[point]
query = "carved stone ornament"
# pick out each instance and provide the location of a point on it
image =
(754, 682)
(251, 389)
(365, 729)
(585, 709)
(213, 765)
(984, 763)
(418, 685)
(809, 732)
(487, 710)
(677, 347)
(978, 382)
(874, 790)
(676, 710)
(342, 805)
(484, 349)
____
PROBLEM TO SOLVE: Write the whole listing out again, exactly as it appears above.

TASK ANSWER:
[point]
query = "carved stone ornament"
# pick out each instance and provide the location of a point on it
image =
(754, 682)
(251, 389)
(365, 729)
(585, 709)
(213, 765)
(984, 763)
(418, 685)
(809, 732)
(487, 710)
(677, 347)
(978, 382)
(874, 790)
(676, 710)
(342, 805)
(484, 349)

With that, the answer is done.